» A run of records:
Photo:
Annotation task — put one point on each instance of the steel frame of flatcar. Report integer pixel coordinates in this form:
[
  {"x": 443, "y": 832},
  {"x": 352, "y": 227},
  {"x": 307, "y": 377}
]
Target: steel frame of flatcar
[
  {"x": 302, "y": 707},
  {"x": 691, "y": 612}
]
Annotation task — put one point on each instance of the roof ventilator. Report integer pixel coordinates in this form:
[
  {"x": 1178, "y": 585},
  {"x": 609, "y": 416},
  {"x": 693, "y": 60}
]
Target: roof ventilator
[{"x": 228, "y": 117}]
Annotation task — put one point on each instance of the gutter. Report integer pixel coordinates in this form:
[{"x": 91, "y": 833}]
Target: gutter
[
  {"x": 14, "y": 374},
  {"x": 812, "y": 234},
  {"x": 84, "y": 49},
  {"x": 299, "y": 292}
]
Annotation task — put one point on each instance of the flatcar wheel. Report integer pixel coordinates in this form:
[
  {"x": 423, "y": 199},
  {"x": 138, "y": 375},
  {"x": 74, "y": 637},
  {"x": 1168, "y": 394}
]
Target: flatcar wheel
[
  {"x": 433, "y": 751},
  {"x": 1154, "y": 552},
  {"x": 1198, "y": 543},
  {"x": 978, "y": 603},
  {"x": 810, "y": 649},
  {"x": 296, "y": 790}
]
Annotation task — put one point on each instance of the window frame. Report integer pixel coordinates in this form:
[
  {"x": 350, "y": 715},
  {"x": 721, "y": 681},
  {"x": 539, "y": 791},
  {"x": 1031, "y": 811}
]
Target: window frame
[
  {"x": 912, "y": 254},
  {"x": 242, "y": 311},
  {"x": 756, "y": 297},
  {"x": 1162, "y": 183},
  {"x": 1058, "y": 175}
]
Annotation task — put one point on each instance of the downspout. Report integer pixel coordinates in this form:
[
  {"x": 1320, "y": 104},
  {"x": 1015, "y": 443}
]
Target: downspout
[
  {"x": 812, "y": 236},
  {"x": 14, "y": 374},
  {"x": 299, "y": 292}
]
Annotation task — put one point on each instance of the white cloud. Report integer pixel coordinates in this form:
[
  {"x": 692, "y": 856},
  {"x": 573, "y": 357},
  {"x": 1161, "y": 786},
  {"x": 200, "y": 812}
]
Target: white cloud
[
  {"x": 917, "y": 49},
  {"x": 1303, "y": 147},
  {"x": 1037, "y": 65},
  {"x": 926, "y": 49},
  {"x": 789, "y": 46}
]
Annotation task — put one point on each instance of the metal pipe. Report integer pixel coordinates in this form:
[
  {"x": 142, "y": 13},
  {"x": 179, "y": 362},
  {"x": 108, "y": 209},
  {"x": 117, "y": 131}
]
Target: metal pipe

» SHORT EXERCISE:
Write out the material above as a JSON array of strings, with each line as its own string and blank lines left out.

» EXERCISE RESULT:
[
  "Photo:",
  "Annotation task — put one point on each instance of the steel frame of flatcar. Report integer pixel coordinates in this form:",
  "[",
  "  {\"x\": 443, \"y\": 832},",
  "  {\"x\": 352, \"y\": 227},",
  "  {\"x\": 307, \"y\": 377}",
  "]",
  "Target: steel frame of flatcar",
  "[",
  "  {\"x\": 302, \"y\": 707},",
  "  {\"x\": 691, \"y\": 612}",
  "]",
  "Annotation task — put one point on each instance of the roof ventilator. Report integer pixel coordinates in this form:",
  "[",
  "  {\"x\": 1178, \"y\": 585},",
  "  {\"x\": 609, \"y\": 416},",
  "  {\"x\": 693, \"y\": 60}",
  "]",
  "Target: roof ventilator",
  "[{\"x\": 228, \"y\": 117}]",
  "Annotation task — put one point on each instance of the gutter. Report integer pixel coordinates in this form:",
  "[{\"x\": 91, \"y\": 833}]",
  "Target: gutter",
  "[",
  "  {\"x\": 14, \"y\": 374},",
  "  {\"x\": 812, \"y\": 234},",
  "  {\"x\": 84, \"y\": 49},",
  "  {\"x\": 299, \"y\": 292}",
  "]",
  "Annotation task — put one point on each instance of the flatcar wheel. Report integer pixel coordinates in this form:",
  "[",
  "  {\"x\": 423, \"y\": 199},",
  "  {\"x\": 138, \"y\": 375},",
  "  {\"x\": 74, \"y\": 637},",
  "  {\"x\": 1168, \"y\": 394}",
  "]",
  "Target: flatcar wheel",
  "[",
  "  {\"x\": 433, \"y\": 751},",
  "  {\"x\": 1154, \"y\": 552},",
  "  {\"x\": 1198, \"y\": 543},",
  "  {\"x\": 978, \"y\": 603},",
  "  {\"x\": 810, \"y\": 649},",
  "  {\"x\": 296, \"y\": 790}",
  "]",
  "Annotation task — put one point on each instance of the window frame. Report integer pixel coordinates in this form:",
  "[",
  "  {\"x\": 350, \"y\": 715},",
  "  {\"x\": 721, \"y\": 681},",
  "  {\"x\": 539, \"y\": 791},",
  "  {\"x\": 1031, \"y\": 811}",
  "]",
  "Target: window frame",
  "[",
  "  {\"x\": 912, \"y\": 254},",
  "  {\"x\": 242, \"y\": 311},",
  "  {\"x\": 756, \"y\": 297},",
  "  {\"x\": 1162, \"y\": 183},",
  "  {\"x\": 1058, \"y\": 175}",
  "]",
  "Annotation task — put one point on each instance of the downspout. Report integer pixel coordinates in this form:",
  "[",
  "  {\"x\": 1320, \"y\": 104},",
  "  {\"x\": 1015, \"y\": 443}",
  "]",
  "Target: downspout",
  "[",
  "  {\"x\": 812, \"y\": 236},",
  "  {\"x\": 14, \"y\": 374},",
  "  {\"x\": 299, \"y\": 292}",
  "]",
  "Annotation task — put one point on each instance of the white cloud. Report integer pixel coordinates in this form:",
  "[",
  "  {\"x\": 692, \"y\": 856},",
  "  {\"x\": 573, \"y\": 357},",
  "  {\"x\": 1161, \"y\": 786},",
  "  {\"x\": 200, \"y\": 812}",
  "]",
  "Target: white cloud",
  "[",
  "  {\"x\": 917, \"y\": 49},",
  "  {\"x\": 1303, \"y\": 147},",
  "  {\"x\": 1037, \"y\": 65},",
  "  {\"x\": 926, \"y\": 49},",
  "  {\"x\": 789, \"y\": 46}",
  "]",
  "Annotation task — put one point on each instance of the metal pipe. Report integer pixel coordinates in this form:",
  "[",
  "  {\"x\": 142, \"y\": 13},",
  "  {\"x\": 179, \"y\": 362},",
  "  {\"x\": 108, \"y\": 209},",
  "  {\"x\": 117, \"y\": 131}",
  "]",
  "Target: metal pipe"
]